[Records from a point labeling set]
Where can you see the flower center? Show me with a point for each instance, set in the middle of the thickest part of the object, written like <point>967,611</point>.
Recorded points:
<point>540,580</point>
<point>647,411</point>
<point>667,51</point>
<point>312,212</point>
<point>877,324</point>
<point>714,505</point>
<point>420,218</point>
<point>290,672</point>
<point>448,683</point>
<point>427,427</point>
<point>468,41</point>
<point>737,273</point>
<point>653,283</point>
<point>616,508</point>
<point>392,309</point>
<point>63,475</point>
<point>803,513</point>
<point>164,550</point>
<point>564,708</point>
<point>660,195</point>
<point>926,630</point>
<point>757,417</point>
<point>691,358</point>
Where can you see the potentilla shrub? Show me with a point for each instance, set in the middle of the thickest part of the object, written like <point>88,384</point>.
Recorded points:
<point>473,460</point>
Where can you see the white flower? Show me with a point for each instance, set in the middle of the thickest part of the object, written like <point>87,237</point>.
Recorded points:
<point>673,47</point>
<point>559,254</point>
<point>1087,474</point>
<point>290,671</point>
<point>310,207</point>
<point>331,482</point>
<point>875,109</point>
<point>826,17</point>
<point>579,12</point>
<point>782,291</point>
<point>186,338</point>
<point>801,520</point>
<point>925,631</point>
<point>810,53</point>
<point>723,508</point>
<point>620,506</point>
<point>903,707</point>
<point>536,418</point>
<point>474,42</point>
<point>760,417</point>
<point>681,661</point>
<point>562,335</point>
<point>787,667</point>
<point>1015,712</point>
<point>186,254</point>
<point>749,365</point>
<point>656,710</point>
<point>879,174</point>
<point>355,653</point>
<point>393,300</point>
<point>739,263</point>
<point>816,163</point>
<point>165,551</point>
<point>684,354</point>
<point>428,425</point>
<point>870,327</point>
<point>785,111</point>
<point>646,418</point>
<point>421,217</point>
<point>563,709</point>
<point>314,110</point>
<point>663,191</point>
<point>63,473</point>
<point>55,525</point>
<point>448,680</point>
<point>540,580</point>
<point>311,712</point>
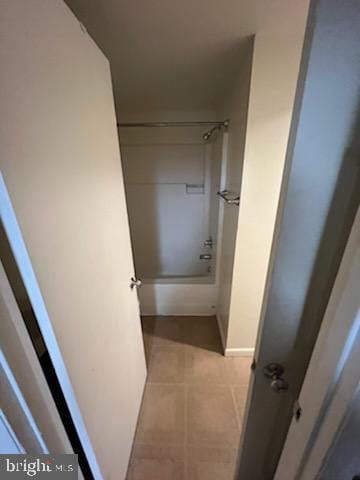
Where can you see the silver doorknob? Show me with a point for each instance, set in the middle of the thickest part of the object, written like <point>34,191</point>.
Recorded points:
<point>279,384</point>
<point>135,282</point>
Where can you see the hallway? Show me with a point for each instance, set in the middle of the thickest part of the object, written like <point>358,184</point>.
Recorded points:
<point>190,421</point>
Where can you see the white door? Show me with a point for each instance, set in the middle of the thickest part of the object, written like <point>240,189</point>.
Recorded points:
<point>329,397</point>
<point>318,204</point>
<point>63,209</point>
<point>27,406</point>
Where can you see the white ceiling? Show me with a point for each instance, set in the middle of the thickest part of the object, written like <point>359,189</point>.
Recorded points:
<point>171,55</point>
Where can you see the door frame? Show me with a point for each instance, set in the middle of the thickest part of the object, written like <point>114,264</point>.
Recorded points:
<point>17,244</point>
<point>333,369</point>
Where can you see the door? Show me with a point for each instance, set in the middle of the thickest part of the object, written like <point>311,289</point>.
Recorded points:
<point>28,409</point>
<point>64,212</point>
<point>323,441</point>
<point>319,200</point>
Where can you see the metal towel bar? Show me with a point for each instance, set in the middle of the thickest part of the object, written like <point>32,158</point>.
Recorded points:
<point>232,200</point>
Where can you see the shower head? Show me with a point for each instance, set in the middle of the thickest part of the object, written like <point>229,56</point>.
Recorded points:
<point>208,135</point>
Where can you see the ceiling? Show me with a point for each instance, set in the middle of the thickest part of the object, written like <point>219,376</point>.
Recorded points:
<point>171,55</point>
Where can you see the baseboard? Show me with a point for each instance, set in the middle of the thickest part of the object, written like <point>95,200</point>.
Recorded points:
<point>239,352</point>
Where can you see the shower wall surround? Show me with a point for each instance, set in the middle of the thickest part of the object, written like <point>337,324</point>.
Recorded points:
<point>171,179</point>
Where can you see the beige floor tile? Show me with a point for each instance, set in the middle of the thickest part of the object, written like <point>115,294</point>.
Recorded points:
<point>162,415</point>
<point>211,416</point>
<point>240,393</point>
<point>167,364</point>
<point>149,462</point>
<point>211,463</point>
<point>205,366</point>
<point>238,370</point>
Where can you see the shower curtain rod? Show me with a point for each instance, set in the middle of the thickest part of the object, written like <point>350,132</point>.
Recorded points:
<point>225,124</point>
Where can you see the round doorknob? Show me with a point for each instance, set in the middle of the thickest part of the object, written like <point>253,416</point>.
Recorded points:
<point>279,384</point>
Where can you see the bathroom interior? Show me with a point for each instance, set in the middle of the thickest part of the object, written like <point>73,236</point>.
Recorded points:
<point>182,177</point>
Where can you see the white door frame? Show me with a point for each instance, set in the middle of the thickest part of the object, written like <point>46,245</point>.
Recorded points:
<point>333,376</point>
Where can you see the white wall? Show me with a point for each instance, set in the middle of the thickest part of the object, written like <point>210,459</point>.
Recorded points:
<point>257,162</point>
<point>234,108</point>
<point>170,190</point>
<point>60,161</point>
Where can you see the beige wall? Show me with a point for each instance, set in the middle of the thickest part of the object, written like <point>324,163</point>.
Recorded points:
<point>61,165</point>
<point>274,74</point>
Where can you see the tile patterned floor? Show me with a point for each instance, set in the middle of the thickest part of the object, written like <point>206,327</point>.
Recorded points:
<point>191,415</point>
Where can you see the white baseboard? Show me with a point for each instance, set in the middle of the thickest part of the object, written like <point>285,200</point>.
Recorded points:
<point>239,352</point>
<point>177,310</point>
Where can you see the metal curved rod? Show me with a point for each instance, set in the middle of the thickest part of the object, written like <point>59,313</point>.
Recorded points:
<point>230,201</point>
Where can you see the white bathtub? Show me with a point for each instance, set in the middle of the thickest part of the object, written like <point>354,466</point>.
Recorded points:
<point>178,296</point>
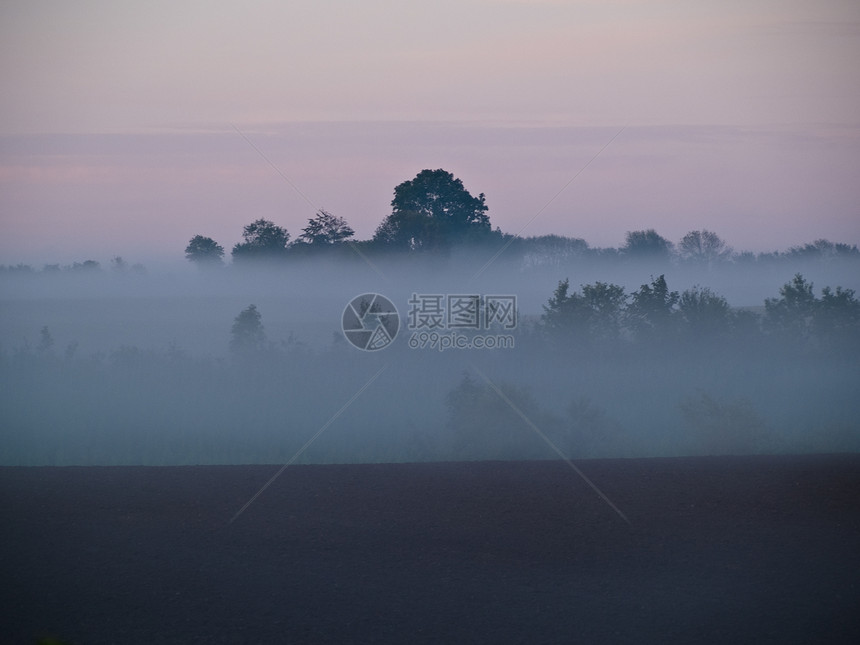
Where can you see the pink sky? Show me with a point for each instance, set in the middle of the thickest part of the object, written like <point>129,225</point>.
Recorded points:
<point>116,129</point>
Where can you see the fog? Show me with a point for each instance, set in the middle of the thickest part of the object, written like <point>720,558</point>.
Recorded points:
<point>147,367</point>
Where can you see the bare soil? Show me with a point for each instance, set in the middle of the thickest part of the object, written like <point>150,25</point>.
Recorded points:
<point>718,550</point>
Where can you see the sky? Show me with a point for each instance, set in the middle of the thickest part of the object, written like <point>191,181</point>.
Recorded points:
<point>126,128</point>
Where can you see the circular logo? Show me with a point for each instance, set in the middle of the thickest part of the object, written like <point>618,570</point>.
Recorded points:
<point>370,321</point>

### GOAL OF THE EXERCISE
Rewrite all of the records above, replacing "thickest part" with "widest part" everywhere it appears and keeping everything else unchanged. Leave the pictures out of your answer.

### TASK ANSWER
Where can you see the flower center? Show me with a point for each instance, set in the middle of the widest part of the object, written like <point>967,611</point>.
Recorded points:
<point>540,580</point>
<point>647,411</point>
<point>667,51</point>
<point>312,212</point>
<point>877,324</point>
<point>714,505</point>
<point>420,218</point>
<point>290,672</point>
<point>448,683</point>
<point>427,427</point>
<point>468,41</point>
<point>737,273</point>
<point>653,283</point>
<point>616,508</point>
<point>392,309</point>
<point>63,475</point>
<point>803,513</point>
<point>164,550</point>
<point>564,708</point>
<point>660,195</point>
<point>926,630</point>
<point>757,417</point>
<point>691,358</point>
Where can you see the potentilla shrub? Show me with a point for each instance, set in the middle of the widest part of the object, written like <point>88,384</point>.
Recorded points:
<point>473,460</point>
Where can you see the white flower? Show me with a point for each instance, set in the middle of the widest part of the object, written like <point>87,237</point>.
Recorded points:
<point>673,47</point>
<point>559,254</point>
<point>1087,474</point>
<point>290,671</point>
<point>310,207</point>
<point>331,482</point>
<point>875,109</point>
<point>826,17</point>
<point>579,12</point>
<point>782,291</point>
<point>186,338</point>
<point>801,520</point>
<point>925,631</point>
<point>810,53</point>
<point>723,508</point>
<point>620,506</point>
<point>903,707</point>
<point>536,418</point>
<point>474,42</point>
<point>760,417</point>
<point>681,661</point>
<point>562,335</point>
<point>787,667</point>
<point>1015,712</point>
<point>186,254</point>
<point>749,365</point>
<point>656,710</point>
<point>879,174</point>
<point>355,653</point>
<point>393,300</point>
<point>739,263</point>
<point>816,163</point>
<point>165,551</point>
<point>684,354</point>
<point>428,425</point>
<point>870,327</point>
<point>785,111</point>
<point>646,418</point>
<point>421,217</point>
<point>563,709</point>
<point>314,110</point>
<point>663,191</point>
<point>63,473</point>
<point>55,525</point>
<point>448,680</point>
<point>540,580</point>
<point>311,712</point>
Where can you see the silver doorknob? Show me with a point for each instance, set in the middle of the widest part of the object, written like <point>34,191</point>.
Recorded points:
<point>279,384</point>
<point>135,282</point>
Where can you see the hallway? Show me with a point for each instance, set in the middle of the widest part of the object, written like <point>358,184</point>.
Recorded points:
<point>190,421</point>
Where can you see the white door? Show me with a point for each instance, set in the middle of the widest part of the object, written like <point>240,189</point>.
Recorded points:
<point>329,397</point>
<point>318,204</point>
<point>63,209</point>
<point>27,406</point>
Where can you see the white ceiling? Show me with a point for each instance, set in the middle of the widest part of the object, written like <point>359,189</point>.
Recorded points:
<point>171,55</point>
Where can you see the door frame? Show me with a point for each instance, set in the middle of the widest part of the object, written like <point>114,264</point>.
Recorded points:
<point>17,244</point>
<point>333,369</point>
Where can you see the door? Show me with a point for each instance, set in the middle of the widest part of the object, written like <point>311,289</point>.
Recorded points:
<point>28,409</point>
<point>64,212</point>
<point>323,441</point>
<point>319,200</point>
Where can you see the metal towel bar? Show me with a point for each instance, set in the middle of the widest part of the object, written like <point>32,158</point>.
Recorded points:
<point>232,200</point>
Where can you see the shower head? Show me with a point for each instance, set in the middle of the widest part of the object, written like <point>229,56</point>.
Recorded points:
<point>208,135</point>
Where can you see the ceiling? Show me with a point for each instance, set in the middle of the widest part of the object, written like <point>219,376</point>.
Recorded points:
<point>171,55</point>
Where can you see the baseboard? Show me with a point for each instance, set in the middle of the widest part of the object, written like <point>95,200</point>.
Recorded points:
<point>239,352</point>
Where can you see the shower wall surround? Show me with a point for each instance, set in the middle of the widest part of the object, written like <point>337,324</point>.
Recorded points:
<point>171,179</point>
Where can you see the beige floor tile? Show me with a point for each instance, set in the middle of the widest part of the object, written like <point>115,294</point>.
Recorded points:
<point>162,415</point>
<point>211,416</point>
<point>240,393</point>
<point>167,364</point>
<point>149,462</point>
<point>211,463</point>
<point>205,366</point>
<point>238,370</point>
Where can you see the shower curtain rod? Show me with a point for each instance, set in the middle of the widest part of the object, written like <point>350,132</point>.
Recorded points:
<point>225,124</point>
Where can you see the round doorknob? Show me with a point for each instance, set in the middle of the widest part of the object, written like <point>253,416</point>.
Recorded points:
<point>279,384</point>
Where can you see the bathroom interior? Show me with a point for each instance, set in the middle of the widest part of the object, written like <point>73,236</point>.
Recorded points:
<point>182,177</point>
Where can you see the white door frame? Show me with a point for each instance, set in the middle of the widest part of the object, written like <point>46,245</point>.
Recorded points:
<point>333,376</point>
Where can you see the white wall? Show me with a point for each instance, set in the middle of the widest part of the object, written like <point>210,459</point>.
Recorded points:
<point>257,162</point>
<point>234,108</point>
<point>170,190</point>
<point>60,161</point>
Where can you see the beige wall? Show me with a point for each instance, set in the middle of the widest part of the object, written like <point>324,163</point>.
Recorded points:
<point>61,165</point>
<point>274,74</point>
Where can you see the tile patterned floor? Show me with a point for each instance, set in the middle of the widest part of the object, written like <point>206,327</point>.
Recorded points:
<point>191,415</point>
Where can you see the white baseboard? Show me with a point for each instance, set in the middle of the widest part of the object, written like <point>285,200</point>.
Recorded points:
<point>239,352</point>
<point>177,310</point>
Where can you see the metal curved rod? Show me with a point for each instance, set in the middle of the widest part of the object, written like <point>59,313</point>.
Recorded points:
<point>230,201</point>
Where can you see the white bathtub? Show me with a point for each instance, set in the middle of the widest part of the object, written like <point>354,466</point>.
Recorded points:
<point>178,296</point>
Where can you see the pink sky? Show me with a point for each instance, set in the middle of the widest part of the object, written like <point>129,225</point>.
Recorded points:
<point>116,129</point>
Where can you see the fog? Show me with a point for each instance, set in the middle of the widest part of the object, written like <point>720,558</point>.
Recorded points:
<point>147,367</point>
Where can you see the bare soil? Show me with a point for each instance, set in the middle of the widest part of the object, written like <point>150,25</point>.
Recorded points:
<point>718,550</point>
Where can you see the sky? Show me with a point for each instance, set in the middle of the widest part of the object, written like <point>191,181</point>.
Recorded points:
<point>126,128</point>
Where can you see the circular logo? Show me with a point for each instance, set in the middle of the widest part of the object, written like <point>618,570</point>.
Recorded points:
<point>370,321</point>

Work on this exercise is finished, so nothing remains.